提供資料:
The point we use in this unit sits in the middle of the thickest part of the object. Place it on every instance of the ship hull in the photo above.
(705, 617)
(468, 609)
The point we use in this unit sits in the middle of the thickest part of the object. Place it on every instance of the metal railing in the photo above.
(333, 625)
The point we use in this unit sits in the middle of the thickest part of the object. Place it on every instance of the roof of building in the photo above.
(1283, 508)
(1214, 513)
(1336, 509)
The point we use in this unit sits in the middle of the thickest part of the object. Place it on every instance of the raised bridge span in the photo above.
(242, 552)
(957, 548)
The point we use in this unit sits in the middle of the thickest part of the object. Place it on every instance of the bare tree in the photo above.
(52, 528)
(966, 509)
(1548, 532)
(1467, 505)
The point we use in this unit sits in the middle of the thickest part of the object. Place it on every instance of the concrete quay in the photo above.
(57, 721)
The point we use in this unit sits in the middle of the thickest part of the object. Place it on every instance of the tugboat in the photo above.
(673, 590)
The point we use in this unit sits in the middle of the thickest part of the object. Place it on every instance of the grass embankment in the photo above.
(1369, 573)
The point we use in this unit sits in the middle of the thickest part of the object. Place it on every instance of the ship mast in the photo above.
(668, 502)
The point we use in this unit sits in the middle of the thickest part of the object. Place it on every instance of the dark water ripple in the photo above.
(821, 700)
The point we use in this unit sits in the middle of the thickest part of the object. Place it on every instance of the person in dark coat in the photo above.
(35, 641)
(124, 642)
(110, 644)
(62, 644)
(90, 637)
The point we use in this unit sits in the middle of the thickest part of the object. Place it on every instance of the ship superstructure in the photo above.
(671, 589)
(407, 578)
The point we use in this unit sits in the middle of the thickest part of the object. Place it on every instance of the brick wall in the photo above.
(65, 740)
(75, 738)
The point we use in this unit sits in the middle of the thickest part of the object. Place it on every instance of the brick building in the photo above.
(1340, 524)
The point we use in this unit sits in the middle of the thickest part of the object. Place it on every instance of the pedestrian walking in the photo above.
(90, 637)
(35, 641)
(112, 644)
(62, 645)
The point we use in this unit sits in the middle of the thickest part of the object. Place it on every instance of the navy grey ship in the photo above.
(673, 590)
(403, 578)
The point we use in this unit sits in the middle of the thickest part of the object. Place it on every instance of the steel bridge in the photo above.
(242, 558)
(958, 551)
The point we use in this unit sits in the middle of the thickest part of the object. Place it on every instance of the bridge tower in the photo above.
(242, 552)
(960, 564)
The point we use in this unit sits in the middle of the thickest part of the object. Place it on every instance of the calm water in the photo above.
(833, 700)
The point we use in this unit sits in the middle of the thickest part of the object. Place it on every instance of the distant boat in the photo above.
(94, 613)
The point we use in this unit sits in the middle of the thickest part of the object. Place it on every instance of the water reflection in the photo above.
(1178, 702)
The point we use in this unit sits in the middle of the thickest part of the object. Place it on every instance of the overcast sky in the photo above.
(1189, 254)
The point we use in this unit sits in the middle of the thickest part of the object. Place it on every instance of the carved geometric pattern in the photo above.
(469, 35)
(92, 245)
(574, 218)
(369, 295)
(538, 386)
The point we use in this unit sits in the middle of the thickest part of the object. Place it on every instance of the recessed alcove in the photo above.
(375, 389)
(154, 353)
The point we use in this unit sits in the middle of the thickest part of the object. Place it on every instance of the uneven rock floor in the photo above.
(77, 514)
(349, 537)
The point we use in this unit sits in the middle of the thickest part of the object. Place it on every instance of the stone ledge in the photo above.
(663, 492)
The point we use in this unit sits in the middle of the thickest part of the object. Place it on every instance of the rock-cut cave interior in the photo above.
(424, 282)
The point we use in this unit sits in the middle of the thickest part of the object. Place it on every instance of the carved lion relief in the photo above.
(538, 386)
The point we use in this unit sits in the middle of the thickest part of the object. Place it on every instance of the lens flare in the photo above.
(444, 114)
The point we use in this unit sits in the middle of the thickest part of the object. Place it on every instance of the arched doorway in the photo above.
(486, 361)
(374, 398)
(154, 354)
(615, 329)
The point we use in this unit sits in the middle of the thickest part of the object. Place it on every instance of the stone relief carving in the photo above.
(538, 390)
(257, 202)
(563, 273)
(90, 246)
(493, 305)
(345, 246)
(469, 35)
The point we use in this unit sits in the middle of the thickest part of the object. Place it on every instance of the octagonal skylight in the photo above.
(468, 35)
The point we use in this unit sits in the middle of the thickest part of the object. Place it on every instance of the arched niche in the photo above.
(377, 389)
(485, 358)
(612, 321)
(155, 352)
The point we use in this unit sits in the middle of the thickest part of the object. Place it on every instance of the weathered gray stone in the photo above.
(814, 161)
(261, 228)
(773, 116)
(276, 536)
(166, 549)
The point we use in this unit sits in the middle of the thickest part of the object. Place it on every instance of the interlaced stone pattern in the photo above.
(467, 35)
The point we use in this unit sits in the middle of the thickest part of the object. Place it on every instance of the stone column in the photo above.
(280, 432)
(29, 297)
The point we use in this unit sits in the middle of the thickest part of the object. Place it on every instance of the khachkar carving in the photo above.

作成するもの:
エントリの先頭の行から「(1336, 509)」を含む行までの範囲の行を、両端の行も含めて、空行を除いた番号付きリストとして示せ。この範囲外の行は含めないこと。

この課題の解答:
1. The point we use in this unit sits in the middle of the thickest part of the object. Place it on every instance of the ship hull in the photo above.
2. (705, 617)
3. (468, 609)
4. The point we use in this unit sits in the middle of the thickest part of the object. Place it on every instance of the metal railing in the photo above.
5. (333, 625)
6. The point we use in this unit sits in the middle of the thickest part of the object. Place it on every instance of the roof of building in the photo above.
7. (1283, 508)
8. (1214, 513)
9. (1336, 509)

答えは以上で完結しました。